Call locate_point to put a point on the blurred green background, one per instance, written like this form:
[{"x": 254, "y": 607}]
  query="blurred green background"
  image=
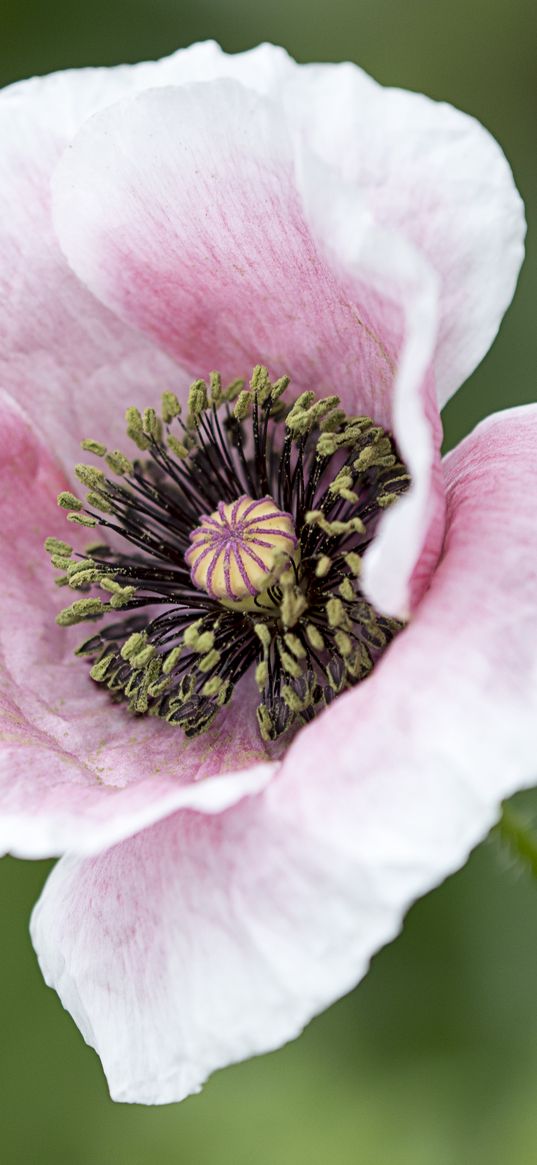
[{"x": 432, "y": 1060}]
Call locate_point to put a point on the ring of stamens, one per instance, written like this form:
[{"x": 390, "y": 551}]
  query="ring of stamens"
[{"x": 296, "y": 618}]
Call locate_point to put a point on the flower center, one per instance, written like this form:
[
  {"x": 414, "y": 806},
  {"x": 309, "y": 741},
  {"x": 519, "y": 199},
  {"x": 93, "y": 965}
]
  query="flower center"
[
  {"x": 231, "y": 546},
  {"x": 237, "y": 549}
]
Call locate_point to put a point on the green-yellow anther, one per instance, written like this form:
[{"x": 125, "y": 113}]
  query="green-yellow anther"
[
  {"x": 242, "y": 404},
  {"x": 171, "y": 659},
  {"x": 334, "y": 612},
  {"x": 260, "y": 383},
  {"x": 326, "y": 444},
  {"x": 265, "y": 722},
  {"x": 344, "y": 643},
  {"x": 83, "y": 578},
  {"x": 280, "y": 387},
  {"x": 178, "y": 447},
  {"x": 100, "y": 502},
  {"x": 83, "y": 520},
  {"x": 122, "y": 597},
  {"x": 315, "y": 637},
  {"x": 93, "y": 446},
  {"x": 354, "y": 563},
  {"x": 152, "y": 425},
  {"x": 68, "y": 501},
  {"x": 323, "y": 566},
  {"x": 83, "y": 608},
  {"x": 197, "y": 402},
  {"x": 232, "y": 392},
  {"x": 119, "y": 463},
  {"x": 332, "y": 422},
  {"x": 135, "y": 428},
  {"x": 261, "y": 675},
  {"x": 346, "y": 590},
  {"x": 91, "y": 477},
  {"x": 216, "y": 389},
  {"x": 170, "y": 407}
]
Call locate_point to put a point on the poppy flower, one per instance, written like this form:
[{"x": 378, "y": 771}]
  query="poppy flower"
[{"x": 309, "y": 669}]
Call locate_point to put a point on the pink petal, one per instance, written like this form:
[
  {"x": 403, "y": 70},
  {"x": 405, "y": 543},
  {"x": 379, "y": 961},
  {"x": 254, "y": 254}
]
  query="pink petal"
[
  {"x": 205, "y": 940},
  {"x": 435, "y": 175},
  {"x": 190, "y": 212},
  {"x": 79, "y": 772},
  {"x": 76, "y": 361}
]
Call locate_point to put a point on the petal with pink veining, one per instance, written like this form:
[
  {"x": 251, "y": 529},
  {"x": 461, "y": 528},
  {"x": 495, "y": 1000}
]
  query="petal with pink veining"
[
  {"x": 190, "y": 212},
  {"x": 435, "y": 175},
  {"x": 205, "y": 940},
  {"x": 79, "y": 772}
]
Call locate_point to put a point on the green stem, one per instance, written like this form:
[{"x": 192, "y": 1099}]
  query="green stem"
[{"x": 521, "y": 839}]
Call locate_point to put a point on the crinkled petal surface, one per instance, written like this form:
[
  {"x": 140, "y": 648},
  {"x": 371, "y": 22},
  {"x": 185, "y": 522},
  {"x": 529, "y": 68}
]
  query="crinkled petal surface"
[
  {"x": 193, "y": 216},
  {"x": 79, "y": 772},
  {"x": 207, "y": 939},
  {"x": 435, "y": 175},
  {"x": 302, "y": 204}
]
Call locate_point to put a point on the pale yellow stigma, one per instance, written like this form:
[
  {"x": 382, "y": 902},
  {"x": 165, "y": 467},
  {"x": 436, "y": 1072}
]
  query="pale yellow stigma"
[{"x": 237, "y": 549}]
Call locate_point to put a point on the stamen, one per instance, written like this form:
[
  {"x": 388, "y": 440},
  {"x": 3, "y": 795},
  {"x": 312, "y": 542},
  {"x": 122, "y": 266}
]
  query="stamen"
[{"x": 244, "y": 523}]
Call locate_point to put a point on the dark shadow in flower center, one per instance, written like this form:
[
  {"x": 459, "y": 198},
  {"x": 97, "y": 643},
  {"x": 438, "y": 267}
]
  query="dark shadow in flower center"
[{"x": 246, "y": 522}]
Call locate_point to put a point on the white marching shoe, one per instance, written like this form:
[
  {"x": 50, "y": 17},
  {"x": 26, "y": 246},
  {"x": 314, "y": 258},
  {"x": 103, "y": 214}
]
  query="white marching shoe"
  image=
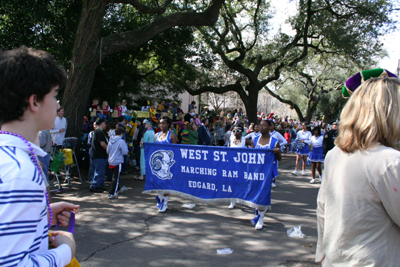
□ □ □ □ □ □ □
• _Try it_: Write out the records once more, word for word, though without the pictures they contain.

• _Task response_:
Call locate_point to put a point on the blurred green background, one per instance, written like this form:
[{"x": 254, "y": 607}]
  query="blurred green background"
  image=
[{"x": 432, "y": 1060}]
Call locate_point to put a point on the ring of stamens, one per instance, written like this form:
[{"x": 390, "y": 551}]
  query="ring of stamens"
[{"x": 296, "y": 618}]
Call locate_point to put a point on the flower center, one per instance, written like this form:
[
  {"x": 414, "y": 806},
  {"x": 309, "y": 741},
  {"x": 519, "y": 199},
  {"x": 93, "y": 965}
]
  query="flower center"
[
  {"x": 231, "y": 546},
  {"x": 237, "y": 549}
]
Call locate_point to put a point on the green-yellow anther, one per instance, written like this form:
[{"x": 125, "y": 113}]
  query="green-yellow anther"
[
  {"x": 242, "y": 404},
  {"x": 171, "y": 659},
  {"x": 334, "y": 612},
  {"x": 260, "y": 383},
  {"x": 326, "y": 444},
  {"x": 265, "y": 722},
  {"x": 344, "y": 643},
  {"x": 83, "y": 578},
  {"x": 280, "y": 387},
  {"x": 178, "y": 447},
  {"x": 100, "y": 502},
  {"x": 83, "y": 520},
  {"x": 122, "y": 597},
  {"x": 315, "y": 637},
  {"x": 93, "y": 446},
  {"x": 354, "y": 563},
  {"x": 152, "y": 425},
  {"x": 68, "y": 501},
  {"x": 323, "y": 566},
  {"x": 83, "y": 608},
  {"x": 197, "y": 402},
  {"x": 232, "y": 392},
  {"x": 119, "y": 463},
  {"x": 332, "y": 422},
  {"x": 135, "y": 428},
  {"x": 261, "y": 675},
  {"x": 346, "y": 590},
  {"x": 91, "y": 477},
  {"x": 216, "y": 389},
  {"x": 170, "y": 407}
]
Call locate_point to put a point on the poppy flower, one per instance, written like this form:
[{"x": 378, "y": 771}]
  query="poppy flower"
[{"x": 309, "y": 669}]
Call locate_point to put a point on the pink petal, one per instance, written like this form:
[
  {"x": 403, "y": 70},
  {"x": 405, "y": 543},
  {"x": 379, "y": 961},
  {"x": 254, "y": 254}
]
  query="pink petal"
[
  {"x": 205, "y": 940},
  {"x": 435, "y": 175},
  {"x": 190, "y": 212},
  {"x": 79, "y": 772},
  {"x": 76, "y": 361}
]
Call locate_point to put a point on the petal with pink veining, one per instance, written like this form:
[
  {"x": 251, "y": 529},
  {"x": 461, "y": 528},
  {"x": 495, "y": 1000}
]
  query="petal with pink veining"
[
  {"x": 190, "y": 212},
  {"x": 435, "y": 175},
  {"x": 205, "y": 940},
  {"x": 79, "y": 772}
]
Call locate_point to put a point on the green stem, one per instance, written like this form:
[{"x": 192, "y": 1099}]
  query="green stem"
[{"x": 521, "y": 839}]
Call locate_point to put a point on the crinkled petal surface, one per instance, written like this form:
[
  {"x": 140, "y": 648},
  {"x": 371, "y": 22},
  {"x": 185, "y": 522},
  {"x": 529, "y": 68}
]
  query="crinkled petal surface"
[
  {"x": 193, "y": 216},
  {"x": 79, "y": 772},
  {"x": 207, "y": 939},
  {"x": 435, "y": 175},
  {"x": 302, "y": 204}
]
Call locate_point to put a point on the pale yellow stigma, one per instance, written like this form:
[
  {"x": 382, "y": 902},
  {"x": 165, "y": 467},
  {"x": 436, "y": 1072}
]
  query="pale yellow stigma"
[{"x": 237, "y": 549}]
Call locate_point to put a point on the stamen, one per instance, written like this form:
[
  {"x": 388, "y": 440},
  {"x": 3, "y": 795},
  {"x": 312, "y": 542},
  {"x": 122, "y": 266}
]
  query="stamen"
[{"x": 244, "y": 523}]
Call locate_point to put a point on the dark shadow in flower center, one per instance, written like this form:
[
  {"x": 459, "y": 198},
  {"x": 97, "y": 643},
  {"x": 438, "y": 267}
]
  query="dark shadow in flower center"
[{"x": 246, "y": 522}]
Call locate_point to put a point on the white marching shoe, one per instance, written like this form:
[
  {"x": 50, "y": 17},
  {"x": 26, "y": 246},
  {"x": 314, "y": 258},
  {"x": 103, "y": 214}
]
  query="white marching shoe"
  image=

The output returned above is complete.